TRY IT: Restate the records in their entirety, word for word.

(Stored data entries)
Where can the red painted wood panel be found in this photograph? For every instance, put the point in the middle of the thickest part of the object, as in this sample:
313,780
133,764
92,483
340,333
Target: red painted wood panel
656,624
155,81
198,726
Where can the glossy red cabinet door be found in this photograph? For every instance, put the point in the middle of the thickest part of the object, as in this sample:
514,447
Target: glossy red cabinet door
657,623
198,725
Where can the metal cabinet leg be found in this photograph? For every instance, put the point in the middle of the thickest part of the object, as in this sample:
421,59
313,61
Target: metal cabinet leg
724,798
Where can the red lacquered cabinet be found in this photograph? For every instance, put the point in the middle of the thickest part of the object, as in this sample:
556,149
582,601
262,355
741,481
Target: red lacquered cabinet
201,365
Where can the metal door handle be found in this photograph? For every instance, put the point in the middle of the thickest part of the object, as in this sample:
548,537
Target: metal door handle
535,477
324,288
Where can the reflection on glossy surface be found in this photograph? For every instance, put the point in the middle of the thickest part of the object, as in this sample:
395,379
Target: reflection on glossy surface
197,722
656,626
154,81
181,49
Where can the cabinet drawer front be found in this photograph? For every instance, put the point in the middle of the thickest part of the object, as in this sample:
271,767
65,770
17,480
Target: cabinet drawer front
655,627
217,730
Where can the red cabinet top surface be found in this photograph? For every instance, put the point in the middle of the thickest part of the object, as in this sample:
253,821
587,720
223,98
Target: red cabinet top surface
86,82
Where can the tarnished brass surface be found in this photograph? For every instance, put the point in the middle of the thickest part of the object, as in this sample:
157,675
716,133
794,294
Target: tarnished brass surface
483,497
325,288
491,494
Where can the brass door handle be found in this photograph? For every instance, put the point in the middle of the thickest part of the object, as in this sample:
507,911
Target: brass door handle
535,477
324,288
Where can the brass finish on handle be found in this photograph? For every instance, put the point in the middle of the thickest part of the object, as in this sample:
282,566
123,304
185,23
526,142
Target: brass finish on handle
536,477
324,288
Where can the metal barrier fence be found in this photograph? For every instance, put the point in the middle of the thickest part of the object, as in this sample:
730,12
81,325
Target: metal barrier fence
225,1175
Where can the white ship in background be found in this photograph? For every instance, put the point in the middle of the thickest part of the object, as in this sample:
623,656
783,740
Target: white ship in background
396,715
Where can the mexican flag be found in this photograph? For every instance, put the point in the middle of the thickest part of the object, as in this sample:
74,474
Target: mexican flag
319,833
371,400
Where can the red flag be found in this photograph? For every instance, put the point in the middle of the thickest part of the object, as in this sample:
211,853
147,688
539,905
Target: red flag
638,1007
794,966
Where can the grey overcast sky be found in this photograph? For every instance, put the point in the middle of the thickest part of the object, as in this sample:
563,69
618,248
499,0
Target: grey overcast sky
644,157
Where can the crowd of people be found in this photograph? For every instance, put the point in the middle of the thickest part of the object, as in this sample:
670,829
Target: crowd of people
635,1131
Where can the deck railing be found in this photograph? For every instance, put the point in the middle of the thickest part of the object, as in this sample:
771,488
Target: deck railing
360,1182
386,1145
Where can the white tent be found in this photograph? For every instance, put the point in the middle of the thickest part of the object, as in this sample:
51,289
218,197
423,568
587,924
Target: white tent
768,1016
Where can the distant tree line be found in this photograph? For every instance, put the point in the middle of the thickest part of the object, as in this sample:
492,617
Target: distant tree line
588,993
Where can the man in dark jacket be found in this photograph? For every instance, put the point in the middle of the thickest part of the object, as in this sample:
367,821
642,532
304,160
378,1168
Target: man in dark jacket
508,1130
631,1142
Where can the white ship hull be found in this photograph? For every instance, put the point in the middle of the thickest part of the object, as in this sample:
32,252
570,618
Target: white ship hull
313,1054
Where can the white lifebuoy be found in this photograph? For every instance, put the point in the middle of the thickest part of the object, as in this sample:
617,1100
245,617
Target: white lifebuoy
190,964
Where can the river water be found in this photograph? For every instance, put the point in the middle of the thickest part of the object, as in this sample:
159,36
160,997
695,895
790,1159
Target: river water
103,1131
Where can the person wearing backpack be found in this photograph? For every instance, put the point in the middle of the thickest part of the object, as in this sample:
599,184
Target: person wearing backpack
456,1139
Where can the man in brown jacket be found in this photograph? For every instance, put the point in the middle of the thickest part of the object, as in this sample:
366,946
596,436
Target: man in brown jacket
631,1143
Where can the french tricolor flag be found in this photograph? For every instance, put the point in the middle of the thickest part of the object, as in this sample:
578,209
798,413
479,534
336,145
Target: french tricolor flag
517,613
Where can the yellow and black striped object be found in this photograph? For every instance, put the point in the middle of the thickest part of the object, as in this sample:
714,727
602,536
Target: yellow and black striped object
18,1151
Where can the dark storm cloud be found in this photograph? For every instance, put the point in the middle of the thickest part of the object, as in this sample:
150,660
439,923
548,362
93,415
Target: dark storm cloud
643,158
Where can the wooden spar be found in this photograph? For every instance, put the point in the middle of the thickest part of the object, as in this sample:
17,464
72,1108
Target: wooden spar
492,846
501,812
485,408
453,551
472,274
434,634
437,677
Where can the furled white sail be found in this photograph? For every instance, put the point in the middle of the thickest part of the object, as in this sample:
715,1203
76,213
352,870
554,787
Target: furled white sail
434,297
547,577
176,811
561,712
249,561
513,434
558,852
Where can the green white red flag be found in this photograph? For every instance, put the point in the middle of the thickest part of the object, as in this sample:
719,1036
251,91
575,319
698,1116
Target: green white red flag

REPLY TO THE EXERCISE:
Where can the red painted wood panel be found in this photograph? For every instance, put the point in the middle of the thickest part of the object, as in this sample:
313,780
133,764
92,483
340,333
Target: red painted wood panel
656,624
155,81
198,726
Where can the glossy red cabinet door be found in this photograph? For every instance, put the point in the middle of the thickest part of the object, as in this sample:
514,447
Target: glossy red cabinet door
657,623
198,725
Where can the metal cabinet leg be found in this photograph? For every instance, put the point in the middle of the thickest part of the object, as in this sample:
421,59
313,61
Target: metal cabinet leg
724,798
Where can the red lacquered cabinet be found in this photograph? For every instance, put the point in the middle of the thickest part of the object, as in this sample:
556,149
582,601
262,355
741,481
Target: red lacquered cabinet
201,365
Where can the metal door handle be found in this photograph? For every instance, put the point in the middle of the thickest part of the object, as in this sample:
548,537
Target: metal door handle
535,477
324,288
Where can the reflection on glossy surface be found in this photograph? For every instance, put the point in the middle of the thickest part of the object, as in this sample:
395,379
Target: reflection on glossy surface
197,722
656,626
154,81
181,49
Where can the cabinet drawer front be found in this photograph? For every instance, put the point in the middle of the thickest part of the object, as in this sample:
271,767
65,770
17,480
Target: cabinet drawer front
655,627
217,730
Where can the red cabinet top surface be found in this photograph? For every instance, put the point in the middle of the thickest part of the object, as in this sample:
253,821
587,720
223,98
Target: red cabinet top surface
86,82
Where can the tarnished brass surface be found in this photograph? For every instance, put the point in the middle of the thickest part of the object, as in this sample:
157,675
716,133
794,294
Target: tarnished brass surface
483,497
325,288
491,494
Where can the brass door handle be found in this photograph? For every instance, put the point in the middle of the thickest part of the object, as in this sample:
507,911
Target: brass door handle
535,477
324,288
Where can the brass finish on handle be found in this photograph? For every instance, put the point in the middle of the thickest part of the object, as in this sample:
282,566
123,304
185,23
526,142
Target: brass finish on handle
536,477
324,288
Where can the metal barrier fence be found in this photograph? For every instance, put the point in the middle of the thickest part of the object, as in this sample:
730,12
81,325
Target: metal barrier fence
225,1175
Where can the white ship in background be found in this photograph? For every instance, put the point in the middle of the thickest part of the object, as in this sample:
623,656
783,740
Target: white ship in background
396,715
Where can the mexican flag be found in this photograph? For every instance, put the point in the middle of the thickest part of the object, as in this sample:
74,474
Target: mexican flag
319,833
371,400
Where can the red flag be found in this photograph? For every instance, put the point in the middle of the thickest part of the object, as in this sample:
211,853
147,688
539,905
Target: red flag
638,1007
794,966
Where can the grey overcast sky be found in this photograph? For every instance, put the point in the middle of the thickest part of the object, as in this sample:
563,69
618,248
499,0
Target: grey overcast sky
644,157
Where can the crowd of people be found in this photograph? For every instance, put the point in the middle of the thickest part of the object, as in this sample:
670,829
Target: crowd of people
635,1131
Where can the deck railing be found in this photograph? For every instance, put the point in the middle of the thickest part of the object, as in this sample:
771,488
Target: deck railing
360,1182
386,1145
Where can the white tent be found in this photograph? For every instance, put the point in the middle of the thickest part of the object, as in this sample:
51,289
218,197
423,568
587,924
Target: white tent
768,1016
Where can the distant tree line be found in this photograph? For every instance, put the point in the middle of the thickest part of the object, as in this sample:
492,617
Target: distant tree line
588,993
Where can the man in dark jacket be found in this photograph? For every instance, put the point in the middle of the thickest part of the object, as in this sample:
367,821
642,532
304,160
378,1168
Target: man in dark jacket
508,1130
631,1142
Where can the white ship hull be found in this photograph? For every instance, put the point in the middle of the thickest part of the object, as in this sample:
32,252
570,618
Target: white ship hull
313,1054
Where can the white lifebuoy be found in this photograph? For every instance, put the point in the middle of the thickest part of the object, as in this sample:
617,1100
245,617
Target: white lifebuoy
190,964
Where can the river water be found in this photograph? For every instance, put the point in the middle of the thickest part of the object, as in this sample:
159,36
160,997
695,895
790,1159
Target: river water
103,1131
Where can the person wearing backpack be found in this photograph? For every instance, put the point in the middle of the thickest part of the object, as in this sample:
599,184
Target: person wearing backpack
456,1139
Where can the man in brown jacket be found in this photograph? For every instance, put the point in the middle of the thickest part of the object, as in this sample:
366,946
596,436
Target: man in brown jacket
631,1143
Where can the french tricolor flag be found in this photograph? For every instance, put the point in the middle of the thickest part of the object, as in this sample:
578,209
798,413
479,534
336,145
Target: french tricolor flag
517,613
Where can the yellow and black striped object be found in this photograph? For every instance, put the point in the middle of the thickest part of the object, as in this sample:
714,727
602,536
Target: yellow and black striped object
18,1151
Where can the dark storm cloud be found in this photograph? For every instance, put the point in the middle of the thickest part of the object, as in this sample:
150,660
439,923
548,362
93,415
Target: dark storm cloud
643,158
Where can the wooden spar be found in this photograph? For every instance, put the point in the middle of the thickest part of the object, as in this sample:
17,464
72,1108
Target: wooden spar
492,846
501,812
485,408
453,551
472,274
434,634
437,677
Where can the furled white sail be found in this photograph? For every instance, put the point in the middle of the thickest part of the object, as in this sample:
715,1203
76,213
352,870
554,787
Target: furled white sail
434,297
547,577
176,811
561,712
249,561
513,434
558,852
Where can the green white red flag be found in this photograph? For every instance, put the point in the middle of the thickest part of the object, as in this sample:
719,1036
251,91
575,319
698,1116
Target: green white red flag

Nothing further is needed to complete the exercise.